The needs assessment looks at what your loved one can and cannot do, what risks they face, and what outcomes matter to them. It considers physical health, mental health, daily living activities, social isolation, the impact on family carers, and the person's own wishes about how they want to live. It should be carried out by a trained assessor — typically a social worker or occupational therapist — and should involve the person being assessed, along with anyone they want to be present.

If the assessment identifies eligible needs — defined under the Care Act as needs that arise from a physical or mental condition, that the person cannot meet themselves, and that have a significant impact on their wellbeing — the local authority must prepare a care and support plan. This plan sets out what support will be provided and how it will be delivered.

The needs assessment is the gateway to everything that follows. Without it, there is no formal care plan, no access to local authority funding, and no structured framework for decision-making. Request one early. Do not wait for a crisis. Under section 9 of the Care Act 2014, your local authority cannot refuse to carry out an assessment if it appears that the person may have needs for care and support. This is a legal right, not a favour.

********

Activities:
1. From the passage on care needs assessments, copy the words starting with "The needs assessment is" and going on through "not a favour.".
2. In the passage on care needs assessments, which section of the Care Act 2014 says a local authority cannot refuse to carry out an assessment?
3. Carry on writing the passage on care needs assessments, starting right after its final sentence.

********

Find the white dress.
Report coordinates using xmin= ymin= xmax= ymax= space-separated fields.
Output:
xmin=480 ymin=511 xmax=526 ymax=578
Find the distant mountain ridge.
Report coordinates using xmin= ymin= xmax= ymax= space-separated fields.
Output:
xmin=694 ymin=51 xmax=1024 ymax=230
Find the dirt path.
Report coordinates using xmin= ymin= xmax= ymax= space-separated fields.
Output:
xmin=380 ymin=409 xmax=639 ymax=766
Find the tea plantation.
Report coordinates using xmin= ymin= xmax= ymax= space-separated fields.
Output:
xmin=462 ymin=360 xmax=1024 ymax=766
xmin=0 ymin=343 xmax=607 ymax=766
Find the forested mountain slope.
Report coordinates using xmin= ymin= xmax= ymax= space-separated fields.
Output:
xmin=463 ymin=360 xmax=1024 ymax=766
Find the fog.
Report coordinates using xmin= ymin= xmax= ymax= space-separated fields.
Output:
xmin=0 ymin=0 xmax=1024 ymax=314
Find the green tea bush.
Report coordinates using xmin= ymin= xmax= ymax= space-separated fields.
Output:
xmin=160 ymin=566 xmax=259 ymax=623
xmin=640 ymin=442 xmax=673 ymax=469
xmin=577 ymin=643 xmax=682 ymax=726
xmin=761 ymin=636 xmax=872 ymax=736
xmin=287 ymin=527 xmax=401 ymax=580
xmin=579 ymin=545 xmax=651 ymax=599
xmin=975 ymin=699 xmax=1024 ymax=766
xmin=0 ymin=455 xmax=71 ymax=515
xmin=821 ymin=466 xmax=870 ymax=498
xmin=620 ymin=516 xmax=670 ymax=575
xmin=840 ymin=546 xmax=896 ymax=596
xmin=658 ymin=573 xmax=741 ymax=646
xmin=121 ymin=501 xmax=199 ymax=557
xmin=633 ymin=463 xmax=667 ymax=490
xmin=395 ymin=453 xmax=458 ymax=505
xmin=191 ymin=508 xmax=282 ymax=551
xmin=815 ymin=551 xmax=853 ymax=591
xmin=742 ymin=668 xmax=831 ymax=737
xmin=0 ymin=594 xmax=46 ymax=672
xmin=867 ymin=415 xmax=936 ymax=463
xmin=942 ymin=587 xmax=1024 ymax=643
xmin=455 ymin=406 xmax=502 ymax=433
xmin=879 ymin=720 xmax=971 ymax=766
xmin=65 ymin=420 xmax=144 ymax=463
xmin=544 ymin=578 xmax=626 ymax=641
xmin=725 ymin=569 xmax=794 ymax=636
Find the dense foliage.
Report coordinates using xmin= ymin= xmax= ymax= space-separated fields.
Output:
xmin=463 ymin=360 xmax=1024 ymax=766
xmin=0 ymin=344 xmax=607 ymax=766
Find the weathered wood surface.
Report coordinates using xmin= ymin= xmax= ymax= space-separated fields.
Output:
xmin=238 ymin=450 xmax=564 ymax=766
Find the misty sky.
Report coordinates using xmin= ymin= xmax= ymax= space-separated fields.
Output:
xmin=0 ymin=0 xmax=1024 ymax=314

********

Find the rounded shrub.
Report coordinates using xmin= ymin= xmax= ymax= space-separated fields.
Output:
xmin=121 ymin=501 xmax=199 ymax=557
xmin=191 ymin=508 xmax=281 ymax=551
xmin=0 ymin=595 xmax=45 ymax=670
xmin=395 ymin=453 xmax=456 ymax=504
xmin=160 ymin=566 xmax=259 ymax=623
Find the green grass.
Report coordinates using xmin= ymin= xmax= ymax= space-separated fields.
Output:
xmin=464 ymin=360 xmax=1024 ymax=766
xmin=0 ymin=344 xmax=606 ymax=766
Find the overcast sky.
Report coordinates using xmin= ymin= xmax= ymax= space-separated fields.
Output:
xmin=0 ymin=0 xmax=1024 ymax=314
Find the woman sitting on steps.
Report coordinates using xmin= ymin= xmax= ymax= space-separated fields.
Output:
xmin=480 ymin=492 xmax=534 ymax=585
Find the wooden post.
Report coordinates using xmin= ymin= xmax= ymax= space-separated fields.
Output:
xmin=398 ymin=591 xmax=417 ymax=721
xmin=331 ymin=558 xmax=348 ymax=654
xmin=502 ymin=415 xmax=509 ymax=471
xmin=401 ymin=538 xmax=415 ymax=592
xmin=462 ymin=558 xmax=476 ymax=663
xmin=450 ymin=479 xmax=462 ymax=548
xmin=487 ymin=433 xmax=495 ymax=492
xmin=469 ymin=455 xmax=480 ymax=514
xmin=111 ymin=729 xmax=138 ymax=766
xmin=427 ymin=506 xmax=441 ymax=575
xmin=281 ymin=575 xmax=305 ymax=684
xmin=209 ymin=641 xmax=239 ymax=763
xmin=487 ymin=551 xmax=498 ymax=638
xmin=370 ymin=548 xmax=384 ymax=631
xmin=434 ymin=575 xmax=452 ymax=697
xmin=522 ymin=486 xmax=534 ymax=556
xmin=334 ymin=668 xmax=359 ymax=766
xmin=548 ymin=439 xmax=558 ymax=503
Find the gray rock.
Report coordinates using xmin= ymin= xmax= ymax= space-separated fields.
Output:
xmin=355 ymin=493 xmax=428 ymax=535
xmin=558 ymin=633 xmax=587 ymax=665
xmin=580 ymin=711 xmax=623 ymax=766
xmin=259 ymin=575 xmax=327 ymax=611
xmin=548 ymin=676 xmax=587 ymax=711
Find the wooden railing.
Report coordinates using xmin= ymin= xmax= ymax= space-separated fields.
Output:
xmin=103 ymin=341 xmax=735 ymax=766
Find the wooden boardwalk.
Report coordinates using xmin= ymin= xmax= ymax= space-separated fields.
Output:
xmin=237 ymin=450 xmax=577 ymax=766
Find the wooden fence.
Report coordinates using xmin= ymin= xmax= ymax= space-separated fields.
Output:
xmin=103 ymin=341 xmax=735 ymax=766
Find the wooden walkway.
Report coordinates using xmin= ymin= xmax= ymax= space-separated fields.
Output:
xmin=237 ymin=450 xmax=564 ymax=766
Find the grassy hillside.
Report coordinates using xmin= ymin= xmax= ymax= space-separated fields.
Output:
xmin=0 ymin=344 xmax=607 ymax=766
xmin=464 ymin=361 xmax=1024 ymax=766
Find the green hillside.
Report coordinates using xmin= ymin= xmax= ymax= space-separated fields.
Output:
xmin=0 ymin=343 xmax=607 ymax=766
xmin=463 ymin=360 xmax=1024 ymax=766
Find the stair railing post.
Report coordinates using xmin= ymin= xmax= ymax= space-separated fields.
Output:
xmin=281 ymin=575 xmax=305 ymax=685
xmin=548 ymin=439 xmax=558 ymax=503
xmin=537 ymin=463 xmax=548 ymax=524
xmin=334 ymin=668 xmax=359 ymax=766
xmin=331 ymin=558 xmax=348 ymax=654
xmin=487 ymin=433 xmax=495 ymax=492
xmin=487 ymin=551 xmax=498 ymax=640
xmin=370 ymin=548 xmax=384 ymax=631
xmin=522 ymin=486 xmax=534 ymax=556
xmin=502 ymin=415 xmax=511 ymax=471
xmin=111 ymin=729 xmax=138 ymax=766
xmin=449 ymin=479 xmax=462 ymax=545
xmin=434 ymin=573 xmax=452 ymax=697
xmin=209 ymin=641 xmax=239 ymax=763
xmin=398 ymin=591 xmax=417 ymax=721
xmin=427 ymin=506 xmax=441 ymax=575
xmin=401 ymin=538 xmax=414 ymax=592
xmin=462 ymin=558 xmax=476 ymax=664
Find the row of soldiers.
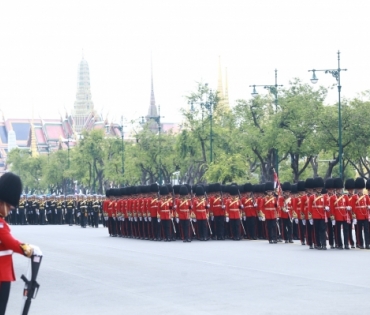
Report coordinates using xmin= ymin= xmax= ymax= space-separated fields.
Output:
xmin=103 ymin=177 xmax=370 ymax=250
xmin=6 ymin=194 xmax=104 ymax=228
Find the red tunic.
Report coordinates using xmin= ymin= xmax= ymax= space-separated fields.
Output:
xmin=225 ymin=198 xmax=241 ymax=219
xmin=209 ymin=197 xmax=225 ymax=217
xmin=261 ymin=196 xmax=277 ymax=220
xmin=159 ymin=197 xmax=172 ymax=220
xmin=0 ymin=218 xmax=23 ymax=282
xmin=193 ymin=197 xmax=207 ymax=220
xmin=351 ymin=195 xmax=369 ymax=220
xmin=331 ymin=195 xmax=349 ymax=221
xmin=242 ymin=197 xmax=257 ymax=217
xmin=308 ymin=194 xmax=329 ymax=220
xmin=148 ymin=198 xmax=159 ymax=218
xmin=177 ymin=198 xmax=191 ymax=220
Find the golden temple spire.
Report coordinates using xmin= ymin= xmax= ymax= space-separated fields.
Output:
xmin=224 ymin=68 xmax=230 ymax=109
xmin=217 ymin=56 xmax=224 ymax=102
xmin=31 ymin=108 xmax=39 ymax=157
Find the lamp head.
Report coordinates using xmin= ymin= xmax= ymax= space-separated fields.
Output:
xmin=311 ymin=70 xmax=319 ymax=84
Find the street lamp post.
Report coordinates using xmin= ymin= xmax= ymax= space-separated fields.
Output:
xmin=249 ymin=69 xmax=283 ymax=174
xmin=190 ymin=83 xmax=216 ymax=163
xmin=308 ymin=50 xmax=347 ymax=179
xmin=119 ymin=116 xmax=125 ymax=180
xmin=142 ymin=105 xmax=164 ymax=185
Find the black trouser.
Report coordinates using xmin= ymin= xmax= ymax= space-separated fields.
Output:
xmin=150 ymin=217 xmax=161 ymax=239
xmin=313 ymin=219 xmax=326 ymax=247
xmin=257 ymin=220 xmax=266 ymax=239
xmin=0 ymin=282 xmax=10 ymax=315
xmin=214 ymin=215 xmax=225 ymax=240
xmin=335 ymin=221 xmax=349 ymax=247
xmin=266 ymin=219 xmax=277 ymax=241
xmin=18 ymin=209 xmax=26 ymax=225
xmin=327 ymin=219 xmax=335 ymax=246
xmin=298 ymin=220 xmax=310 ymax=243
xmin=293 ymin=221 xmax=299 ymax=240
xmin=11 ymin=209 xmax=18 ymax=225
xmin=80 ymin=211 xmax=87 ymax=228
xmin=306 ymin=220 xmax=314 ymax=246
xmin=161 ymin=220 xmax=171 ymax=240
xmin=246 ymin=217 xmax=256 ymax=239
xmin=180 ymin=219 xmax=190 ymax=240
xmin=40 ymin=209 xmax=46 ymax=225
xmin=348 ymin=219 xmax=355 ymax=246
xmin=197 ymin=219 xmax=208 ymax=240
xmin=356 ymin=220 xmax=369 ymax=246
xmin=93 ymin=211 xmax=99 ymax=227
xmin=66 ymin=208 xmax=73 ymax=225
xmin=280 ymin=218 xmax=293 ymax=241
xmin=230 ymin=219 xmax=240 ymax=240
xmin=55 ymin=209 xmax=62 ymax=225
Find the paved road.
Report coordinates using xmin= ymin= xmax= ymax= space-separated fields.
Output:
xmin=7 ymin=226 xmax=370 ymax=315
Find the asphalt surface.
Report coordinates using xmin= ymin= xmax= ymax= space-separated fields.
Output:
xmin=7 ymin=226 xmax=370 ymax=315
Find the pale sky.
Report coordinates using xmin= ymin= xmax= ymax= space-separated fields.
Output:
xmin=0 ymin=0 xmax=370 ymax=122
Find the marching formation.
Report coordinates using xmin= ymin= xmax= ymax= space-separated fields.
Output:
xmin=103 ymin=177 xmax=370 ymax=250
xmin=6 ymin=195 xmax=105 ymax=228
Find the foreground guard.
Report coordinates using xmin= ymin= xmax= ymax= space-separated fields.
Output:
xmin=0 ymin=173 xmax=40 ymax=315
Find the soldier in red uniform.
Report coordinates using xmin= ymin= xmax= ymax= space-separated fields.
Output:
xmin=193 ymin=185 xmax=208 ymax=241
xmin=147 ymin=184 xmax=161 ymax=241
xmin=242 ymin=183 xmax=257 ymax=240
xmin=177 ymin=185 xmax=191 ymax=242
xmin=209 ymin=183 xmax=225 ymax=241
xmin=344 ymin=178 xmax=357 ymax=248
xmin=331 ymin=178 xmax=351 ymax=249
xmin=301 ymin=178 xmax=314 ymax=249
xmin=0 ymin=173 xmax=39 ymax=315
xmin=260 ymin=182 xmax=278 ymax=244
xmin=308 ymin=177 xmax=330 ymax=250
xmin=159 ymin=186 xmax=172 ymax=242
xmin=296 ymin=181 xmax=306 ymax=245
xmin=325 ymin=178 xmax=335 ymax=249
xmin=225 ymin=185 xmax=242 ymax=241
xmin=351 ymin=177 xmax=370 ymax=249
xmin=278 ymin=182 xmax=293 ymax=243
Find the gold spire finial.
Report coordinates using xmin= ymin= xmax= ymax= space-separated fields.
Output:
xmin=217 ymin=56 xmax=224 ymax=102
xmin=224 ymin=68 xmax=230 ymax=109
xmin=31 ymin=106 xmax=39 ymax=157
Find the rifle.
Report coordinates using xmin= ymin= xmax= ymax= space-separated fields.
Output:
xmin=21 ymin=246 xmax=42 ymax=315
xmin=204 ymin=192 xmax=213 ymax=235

********

Per-task answers:
1.
The needs assessment is the gateway to everything that follows. Without it, there is no formal care plan, no access to local authority funding, and no structured framework for decision-making. Request one early. Do not wait for a crisis. Under section 9 of the Care Act 2014, your local authority cannot refuse to carry out an assessment if it appears that the person may have needs for care and support. This is a legal right, not a favour.

2. Section 9

3.
Financial assessments and means testing

Once eligible needs have been identified, the local authority will carry out a financial assessment — commonly called a means test — to determine how much, if anything, the person should contribute towards the cost of their care. This is where many families receive unwelcome news.

The means test considers both income and capital. Capital includes savings, investments, and in many cases the value of the person's home. The key thresholds in England are straightforward, even if their consequences are not. If the person has capital above the upper threshold of 23,250 pounds, they are deemed able to pay the full cost of their care. The local authority will still arrange care if asked, but the person pays the entire bill. They are a self-funder.

If capital falls between 14,250 pounds and 23,250 pounds, the person makes a contribution from their capital in addition to any contribution from their income. This is calculated using a tariff income formula: for every 250 pounds, or part of 250 pounds, of capital above the lower threshold, one pound per week is treated as income. The person pays this notional income on top of their actual income contribution.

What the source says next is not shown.